• _ФРАГМЕНТ ДОКУМЕНТА_:
--

Конечно, когда у власти находятся выходцы из КГБ, в политику приходит мачо-культура. Потому что это всегда была очень сексистская организация. С культом силы, мускулов. Они — ребята, занятые серьезными делами, а место женщины — на кухне и в постели. Из-за этого возникло в том числе такое явление, как девочки из эскорта.
Какой-то специальной политики в отношении женщин, мне кажется, быть не должно. В отношении детей — да, конечно. А по женщинам — это какой-то зоопарк. Здесь у нас жирафы, здесь бегемоты, а здесь женщины. Есть некоторое количество специфических женских проблем, но их не так много. Важно, чтобы женщины были в сфере принятия решений на равных с мужчинами. В том числе потому, что женщина, в силу того, что она рожает детей, вносит и некоторую гуманистическую струю.
Но я не думаю, что женщины-политики какие-то принципиально другие. Есть хорошие политики, есть плохие политики. Есть честные политики, есть продажные политики. Есть эффективные политики, есть неэффективные политики».
О новом времени
«Это точно не Советский Союз. Это не тоталитарный режим. Нет у нас репрессий. Нет даже той цензуры, которая была в Советском Союзе.
Атака на все независимые средства массовой информации говорит о крайней слабости режима (сильный на СМИ не обращает внимания: собака лает, караван идет), болезненном состояние президента, истерики, связанной с низким рейтингом «Единой России». Они пытаются зачистить всех, кто только может сказать людям, что есть альтернатива.
Власть в стране находится у корпорации выходцев из КГБ. Только свои допущены ко всяким вкусным местам. Но при этом они не готовы закрывать страну и не готовы вводить репрессии, потому что отлично понимают, что тогда кто-то из них тоже попадет под этот молот. Они хотят жить в большом мире, держать свои деньги в европейских банках.
Такое это время — 2021 год».
Об иностранных агентах и журналистике
«Facebook просто заполнен стенаниями о том, как журналистам тяжело жить. Мое путешествие по российской провинции показывает, что есть много людей в нашей стране, которым жить значительно тяжелее, чем московским журналистам. Вы много слышали о самарском портале «Парк Горького»? А их объявили иностранным агентом. В Пензе объявили иностранным агентом НКО «Гражданский союз», которая помогает маленьким локальным общинам. При этом в той же Самаре средняя зарплата такая, за которую вы задницу не поднимете, — 15 000 – 20 000 рублей.

--

• _ВЫБОРКА ДАННЫХ_:
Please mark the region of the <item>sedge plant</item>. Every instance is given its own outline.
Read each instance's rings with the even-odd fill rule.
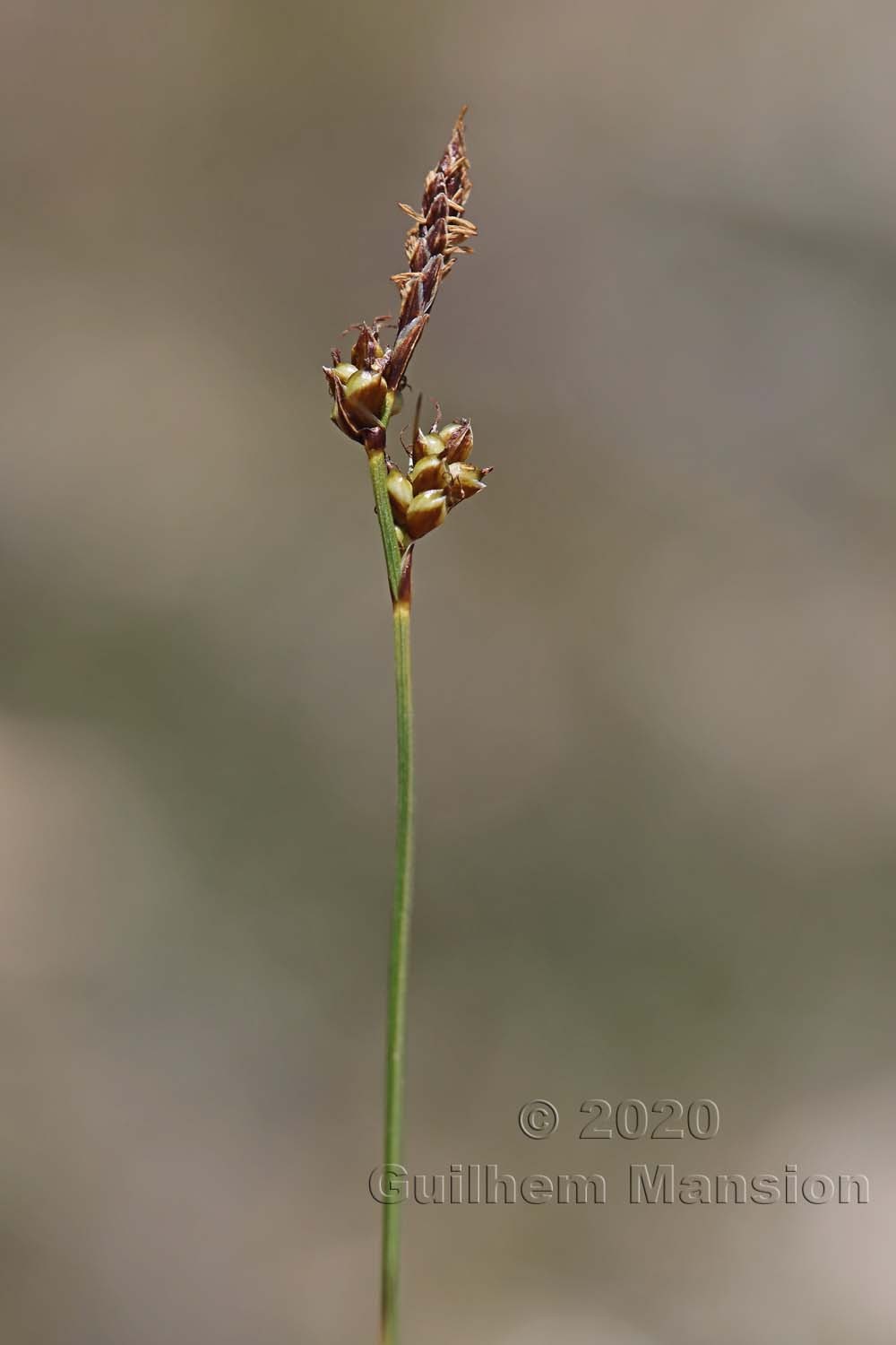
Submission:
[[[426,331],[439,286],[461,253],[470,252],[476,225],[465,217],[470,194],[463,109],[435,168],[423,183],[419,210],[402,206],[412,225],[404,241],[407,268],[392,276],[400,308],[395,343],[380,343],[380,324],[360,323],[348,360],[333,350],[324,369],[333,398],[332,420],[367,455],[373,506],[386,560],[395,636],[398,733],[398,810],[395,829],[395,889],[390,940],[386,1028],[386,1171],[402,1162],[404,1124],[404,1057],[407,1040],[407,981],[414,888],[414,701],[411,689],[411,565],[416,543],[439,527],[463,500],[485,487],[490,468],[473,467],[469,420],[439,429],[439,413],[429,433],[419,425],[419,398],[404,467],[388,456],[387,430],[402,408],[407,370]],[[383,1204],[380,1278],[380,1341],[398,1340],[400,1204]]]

--

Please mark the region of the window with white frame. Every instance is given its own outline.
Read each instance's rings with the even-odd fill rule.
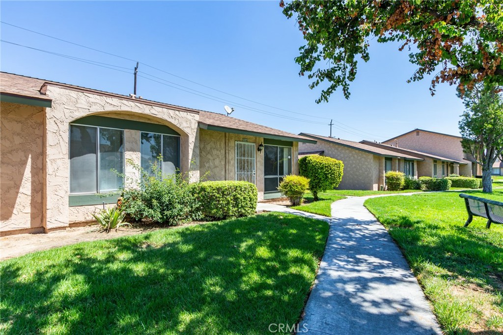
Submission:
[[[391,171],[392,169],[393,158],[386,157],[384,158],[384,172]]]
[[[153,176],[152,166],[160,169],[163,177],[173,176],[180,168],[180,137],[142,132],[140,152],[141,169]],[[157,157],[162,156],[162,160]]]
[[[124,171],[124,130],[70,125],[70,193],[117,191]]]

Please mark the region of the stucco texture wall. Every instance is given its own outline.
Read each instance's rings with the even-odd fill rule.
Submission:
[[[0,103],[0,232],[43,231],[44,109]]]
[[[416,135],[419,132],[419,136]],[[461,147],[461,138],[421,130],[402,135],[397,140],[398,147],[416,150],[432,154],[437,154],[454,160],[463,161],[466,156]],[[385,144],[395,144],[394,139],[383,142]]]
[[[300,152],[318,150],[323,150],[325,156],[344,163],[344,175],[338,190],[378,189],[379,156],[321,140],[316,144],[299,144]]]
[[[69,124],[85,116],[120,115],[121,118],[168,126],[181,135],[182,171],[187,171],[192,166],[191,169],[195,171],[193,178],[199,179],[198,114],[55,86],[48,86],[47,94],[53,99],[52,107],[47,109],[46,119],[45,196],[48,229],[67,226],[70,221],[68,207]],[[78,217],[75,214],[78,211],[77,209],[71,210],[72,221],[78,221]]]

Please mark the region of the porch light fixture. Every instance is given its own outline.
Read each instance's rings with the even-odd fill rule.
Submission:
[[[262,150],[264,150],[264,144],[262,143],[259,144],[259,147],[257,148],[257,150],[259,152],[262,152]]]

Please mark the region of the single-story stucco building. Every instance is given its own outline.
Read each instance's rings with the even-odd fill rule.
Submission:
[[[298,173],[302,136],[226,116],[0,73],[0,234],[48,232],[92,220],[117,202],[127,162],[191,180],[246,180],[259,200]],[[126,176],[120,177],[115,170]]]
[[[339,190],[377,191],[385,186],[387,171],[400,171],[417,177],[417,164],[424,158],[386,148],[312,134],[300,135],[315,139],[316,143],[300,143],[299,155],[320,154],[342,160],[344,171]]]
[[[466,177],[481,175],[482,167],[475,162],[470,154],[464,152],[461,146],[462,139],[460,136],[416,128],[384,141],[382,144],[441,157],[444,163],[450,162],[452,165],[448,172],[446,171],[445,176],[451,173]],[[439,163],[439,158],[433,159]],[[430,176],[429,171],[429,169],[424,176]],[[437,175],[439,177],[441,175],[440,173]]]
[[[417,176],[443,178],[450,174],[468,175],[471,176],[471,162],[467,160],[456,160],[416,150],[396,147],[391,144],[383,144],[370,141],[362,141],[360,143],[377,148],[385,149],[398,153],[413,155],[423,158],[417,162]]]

--

• _ЗАДАНИЕ 1_:
Ответьте на вопросы по фрагменту документа.
(а) Какой организацией, по словам говорящего, всегда был КГБ?
(б) Какую среднюю зарплату в Самаре называет фрагмент?
(в) Где хотят держать свои деньги представители власти, по словам говорящего?
• _ЗАДАНИЕ 2_: Выведите без изменений часть фрагмента документа: начните с места, где стоят слова «Какой-то специальной политики», и остановитесь после слов «в Советском Союзе.».
Позиции из выборки данных в этой работе не используются.

• _РЕШЕНИЕ 1_:
(а) Очень сексистской организацией с культом силы и мускулов.
(б) 15 000 – 20 000 рублей.
(в) В европейских банках.

• _РЕШЕНИЕ 2_:
Какой-то специальной политики в отношении женщин, мне кажется, быть не должно. В отношении детей — да, конечно. А по женщинам — это какой-то зоопарк. Здесь у нас жирафы, здесь бегемоты, а здесь женщины. Есть некоторое количество специфических женских проблем, но их не так много. Важно, чтобы женщины были в сфере принятия решений на равных с мужчинами. В том числе потому, что женщина, в силу того, что она рожает детей, вносит и некоторую гуманистическую струю.
Но я не думаю, что женщины-политики какие-то принципиально другие. Есть хорошие политики, есть плохие политики. Есть честные политики, есть продажные политики. Есть эффективные политики, есть неэффективные политики».
О новом времени
«Это точно не Советский Союз. Это не тоталитарный режим. Нет у нас репрессий. Нет даже той цензуры, которая была в Советском Союзе.